> [Problem to work on] Would you transcribe the listing that follows, character for character, and omit its images?

> [Recorded data]
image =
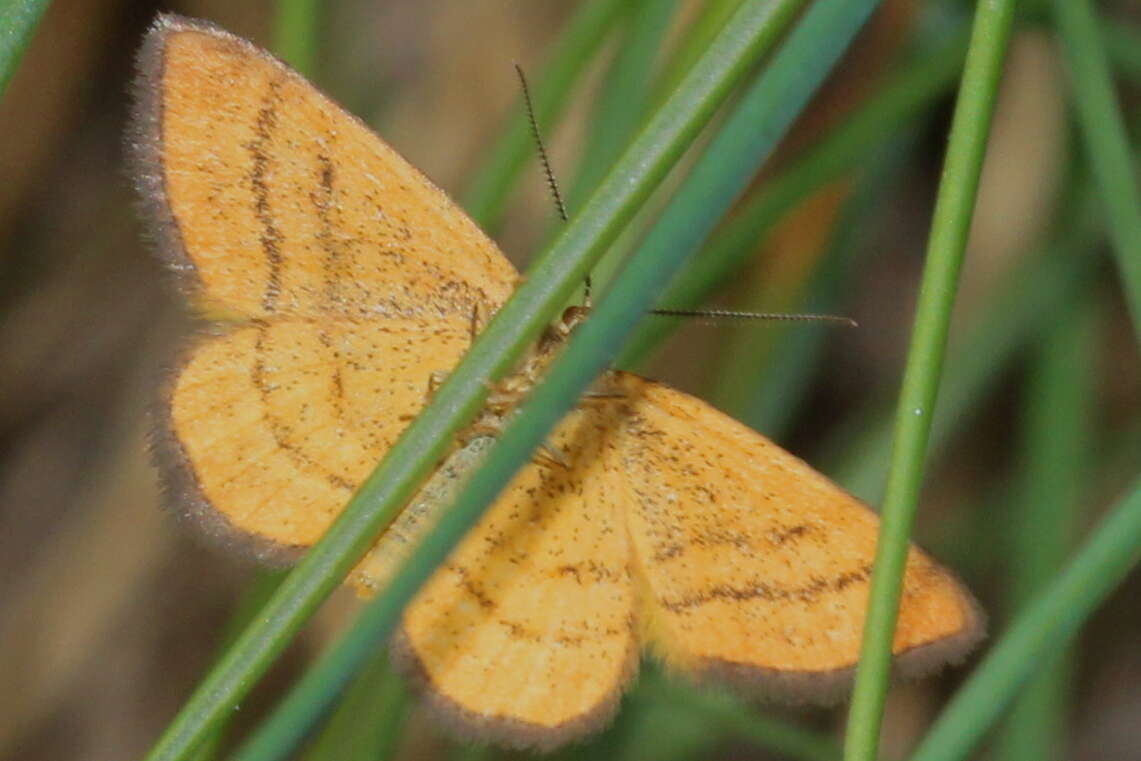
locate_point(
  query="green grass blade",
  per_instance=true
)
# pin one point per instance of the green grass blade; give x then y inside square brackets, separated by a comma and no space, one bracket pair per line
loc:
[551,281]
[1057,446]
[1106,140]
[294,34]
[487,192]
[952,220]
[366,723]
[1024,301]
[700,33]
[18,21]
[722,172]
[623,98]
[725,712]
[1041,630]
[922,81]
[774,383]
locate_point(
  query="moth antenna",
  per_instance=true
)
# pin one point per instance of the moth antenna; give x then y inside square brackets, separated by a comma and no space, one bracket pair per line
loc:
[551,183]
[729,314]
[548,170]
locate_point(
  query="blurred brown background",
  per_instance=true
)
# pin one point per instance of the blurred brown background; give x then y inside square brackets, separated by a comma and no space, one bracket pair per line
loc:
[111,609]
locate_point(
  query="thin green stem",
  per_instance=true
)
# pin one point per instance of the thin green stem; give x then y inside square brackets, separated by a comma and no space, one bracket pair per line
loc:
[516,326]
[622,99]
[1106,140]
[903,99]
[18,22]
[727,715]
[1040,631]
[1021,304]
[728,164]
[1057,445]
[294,34]
[946,245]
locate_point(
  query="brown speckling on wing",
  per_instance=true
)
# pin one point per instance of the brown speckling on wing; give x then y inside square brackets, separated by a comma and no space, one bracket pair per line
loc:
[527,634]
[755,566]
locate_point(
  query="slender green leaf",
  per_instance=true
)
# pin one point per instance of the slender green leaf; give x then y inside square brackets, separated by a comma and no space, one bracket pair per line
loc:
[552,278]
[1106,140]
[18,21]
[745,139]
[952,220]
[296,26]
[1057,444]
[1045,626]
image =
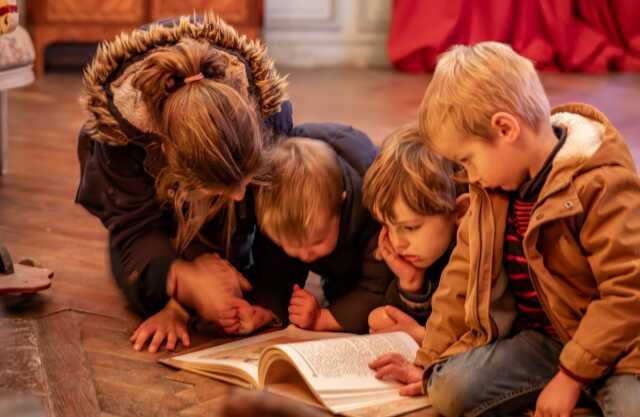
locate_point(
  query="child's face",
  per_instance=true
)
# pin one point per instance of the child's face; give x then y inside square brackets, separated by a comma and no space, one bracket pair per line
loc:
[493,163]
[418,239]
[322,240]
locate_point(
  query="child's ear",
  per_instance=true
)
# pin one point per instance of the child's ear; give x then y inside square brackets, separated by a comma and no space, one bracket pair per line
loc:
[462,205]
[505,126]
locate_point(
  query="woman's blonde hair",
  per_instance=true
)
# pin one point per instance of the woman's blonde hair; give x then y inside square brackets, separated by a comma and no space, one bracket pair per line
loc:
[472,83]
[211,137]
[306,185]
[407,168]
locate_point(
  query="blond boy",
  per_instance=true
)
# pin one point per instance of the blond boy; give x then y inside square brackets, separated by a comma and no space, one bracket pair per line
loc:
[411,192]
[311,219]
[554,221]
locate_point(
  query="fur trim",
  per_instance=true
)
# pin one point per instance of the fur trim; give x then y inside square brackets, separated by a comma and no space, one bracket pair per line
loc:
[269,85]
[584,136]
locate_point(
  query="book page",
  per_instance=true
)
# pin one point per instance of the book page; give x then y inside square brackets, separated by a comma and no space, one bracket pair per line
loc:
[241,357]
[336,365]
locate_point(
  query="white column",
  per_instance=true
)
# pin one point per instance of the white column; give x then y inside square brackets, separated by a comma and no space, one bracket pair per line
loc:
[322,33]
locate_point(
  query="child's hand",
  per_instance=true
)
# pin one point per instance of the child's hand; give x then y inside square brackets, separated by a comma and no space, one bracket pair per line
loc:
[170,323]
[392,319]
[395,367]
[303,308]
[559,397]
[207,284]
[411,278]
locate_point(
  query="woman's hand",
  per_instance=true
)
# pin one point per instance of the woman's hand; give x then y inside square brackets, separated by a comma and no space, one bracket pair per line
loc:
[170,323]
[395,367]
[209,284]
[392,319]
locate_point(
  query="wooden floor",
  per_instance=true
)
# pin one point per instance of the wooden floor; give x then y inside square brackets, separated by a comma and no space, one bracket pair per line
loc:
[68,348]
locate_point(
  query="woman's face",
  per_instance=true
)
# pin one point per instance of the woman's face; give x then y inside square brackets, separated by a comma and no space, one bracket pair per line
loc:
[235,194]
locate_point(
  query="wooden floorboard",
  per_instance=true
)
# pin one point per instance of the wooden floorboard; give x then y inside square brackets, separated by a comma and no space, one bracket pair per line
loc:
[68,348]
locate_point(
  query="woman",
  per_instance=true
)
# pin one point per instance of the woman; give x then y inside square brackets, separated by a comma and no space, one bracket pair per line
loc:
[179,116]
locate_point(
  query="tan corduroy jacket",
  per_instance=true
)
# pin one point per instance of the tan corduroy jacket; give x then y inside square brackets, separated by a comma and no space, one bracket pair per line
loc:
[583,248]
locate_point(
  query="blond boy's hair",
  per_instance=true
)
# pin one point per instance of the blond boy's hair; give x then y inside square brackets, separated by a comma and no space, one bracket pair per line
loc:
[306,186]
[407,168]
[472,83]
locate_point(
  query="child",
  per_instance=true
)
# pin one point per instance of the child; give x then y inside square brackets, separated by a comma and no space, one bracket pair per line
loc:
[411,192]
[311,218]
[555,219]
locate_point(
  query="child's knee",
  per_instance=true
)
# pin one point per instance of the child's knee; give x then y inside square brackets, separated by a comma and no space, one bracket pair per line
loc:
[450,389]
[379,319]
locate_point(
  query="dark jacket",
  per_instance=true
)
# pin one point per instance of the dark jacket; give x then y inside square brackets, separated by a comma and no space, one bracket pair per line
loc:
[354,282]
[117,185]
[120,157]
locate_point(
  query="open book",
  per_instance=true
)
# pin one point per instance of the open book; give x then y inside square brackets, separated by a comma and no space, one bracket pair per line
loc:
[329,370]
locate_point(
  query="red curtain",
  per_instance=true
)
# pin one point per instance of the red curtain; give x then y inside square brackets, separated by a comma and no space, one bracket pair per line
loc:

> [Complete output]
image =
locate_point(
  query="green grass blade",
  per_instance=true
)
# pin one point per instance of the green grass blade; give x then y inside square brackets, separated by a comma and no space, one bracket pair per line
loc:
[551,281]
[1057,446]
[1106,140]
[294,34]
[487,192]
[952,220]
[366,723]
[1024,301]
[700,33]
[18,21]
[722,172]
[623,98]
[725,712]
[1041,630]
[922,81]
[774,383]
locate_point(
  query="moth antenna",
  per_instance=true
)
# pin one point per instance of the moth antenna; give x then y inside square brackets, separated by a comma and no space, one bracket pair per line
loc:
[551,183]
[729,314]
[548,170]
locate_point(
  query="blurred brown background",
  per_instance=true
)
# pin one point per instance of the blurred brown background; give x then y inside square brackets, separated by a comma and no space, one bracket pair per line
loc:
[111,609]
locate_point(
  query="thin green stem",
  per_instance=true
)
# pin one point per instance of the thin green stem; give x then y inside square brackets, separated by a comma and no space, one bracket pair per line
loc:
[516,326]
[622,99]
[1106,140]
[903,99]
[18,22]
[727,715]
[1040,631]
[1021,304]
[728,164]
[1057,445]
[294,34]
[946,245]
locate_point(
  query="brown speckling on wing",
  per_instance=true
)
# pin one point per instance of the brown speckling on wing; give x then y inside square brackets, separated by a comma and no space, one bracket pair per line
loc:
[527,634]
[755,566]
locate_point(
  query="slender green leaf",
  per_instance=true
)
# pin one point per instance of the slender green leaf; give x then y inside square brackets, separated by a comma and no space, one bracket pair per line
loc:
[552,278]
[1106,140]
[18,21]
[745,139]
[952,220]
[296,26]
[1057,444]
[1045,626]
image =
locate_point(
  query="child's face",
  per_instance=true
)
# pin one point per instance of the child's face; give x then y inside square brackets, separated by a comma and no space, one bracket pair per line
loc:
[493,163]
[418,239]
[322,240]
locate_point(
  query="child's ear",
  per_instance=true
)
# pin one point per instance of the child's ear; give x then y inside square brackets, separated by a comma and no space, one bracket pair per line
loc:
[462,205]
[505,126]
locate_point(
  query="woman's blonde hair",
  per_instance=true
)
# pin one point per instance of the woman's blonde hair; give x then y inside square brackets, separated by a comma and no space, one bracket pair per line
loc:
[472,83]
[211,137]
[306,185]
[407,168]
locate_point(
  query="blond boy",
  per_instance=true
)
# pin one point per instance of the blond boy; give x then y inside square brackets, separated by a comma and no space, one bracket pair per line
loc:
[411,192]
[311,219]
[554,221]
locate_point(
  query="fur trim",
  per_instance=true
)
# pin one point per instance of the fur trim; give x then y inside square brackets, separated by a comma and no space, one bracket pair per line
loc:
[269,85]
[584,136]
locate_point(
  query="book page",
  per_instance=true
)
# pin one point per instance of the book page; give x then y inside square brackets, separated by a comma and no space, one bracket pair per line
loc:
[241,357]
[336,365]
locate_point(
  query="white column",
  per_instance=true
)
# pin one point per instance of the white column; give x then y inside square brackets, separated by a comma and no space, one bracket pair per line
loc:
[322,33]
locate_point(
  query="child's hand",
  per_instance=true
)
# pin one point per instance of the child's hand; give x then y inside square brackets, separated by a comma and no space, one bracket pair per line
loc:
[170,323]
[392,319]
[395,367]
[303,308]
[559,397]
[207,284]
[411,278]
locate_point(
  query="woman's hand",
  per_instance=true
)
# pin one point per instance of the woman's hand; give x then y inside square brackets, separated by a comma and no space, one bracket pair per line
loc:
[170,323]
[395,367]
[209,284]
[392,319]
locate_point(
  query="wooden floor",
  per_instance=true
)
# pin one point per instance of the wooden floor; give x then y inside square brackets, separated by a comma and no space, one bracket pair per line
loc:
[68,348]
locate_point(
  query="woman's face",
  per_instance=true
)
# pin one point per instance of the woman's face; give x then y inside square brackets, separated by a comma and no space, one bracket pair per line
loc:
[235,194]
locate_point(
  query="wooden floorboard",
  per_instance=true
)
# pin one point per instance of the wooden floorboard; give x then y inside square brackets, separated by a comma and no space, one bracket pair per line
loc:
[68,348]
locate_point(
  query="woman",
  per_instance=true
)
# pin one point per instance of the woman; give x then y inside square brackets, separated by a comma and no space, one bracket pair per line
loc:
[179,116]
locate_point(
  query="tan corduroy jacket",
  per_instance=true
)
# pin one point per instance of the tan corduroy jacket; give x then y inside square brackets, separated by a comma and no space, one bracket pair per line
loc:
[583,248]
locate_point(
  query="blond boy's hair",
  per_instance=true
)
# pin one point per instance of the blond boy's hair; give x then y inside square brackets, separated by a comma and no space, one bracket pair per line
loc:
[306,186]
[407,168]
[472,83]
locate_point(
  query="child",
  per_instance=true
)
# pin one point per instance of the child; give x then y inside square brackets, separated by a comma and no space, one bracket pair per line
loc:
[411,192]
[311,218]
[555,219]
locate_point(
  query="child's knee",
  per_instance=true
)
# pin one point per instance of the child's knee; give x then y inside square brackets, separated by a comma and no space, one bracket pair per line
loc:
[450,389]
[379,319]
locate_point(
  query="dark jacket",
  per_instance=true
)
# pin one point per instance of the dark jacket; give x then y inside square brackets, separated by a comma and no space, one bracket pair per line
loc:
[354,282]
[117,185]
[120,157]
locate_point(
  query="open book",
  per_instance=true
)
# pin one point per instance of the open book; give x then y inside square brackets, separated by a comma and no space, one bracket pair per line
loc:
[329,370]
locate_point(
  query="red curtain",
  per_instance=true
)
# pin one point per instance of the red curtain; give x then y inside square brackets, separated by a comma and no space, one bracket pair per line
loc:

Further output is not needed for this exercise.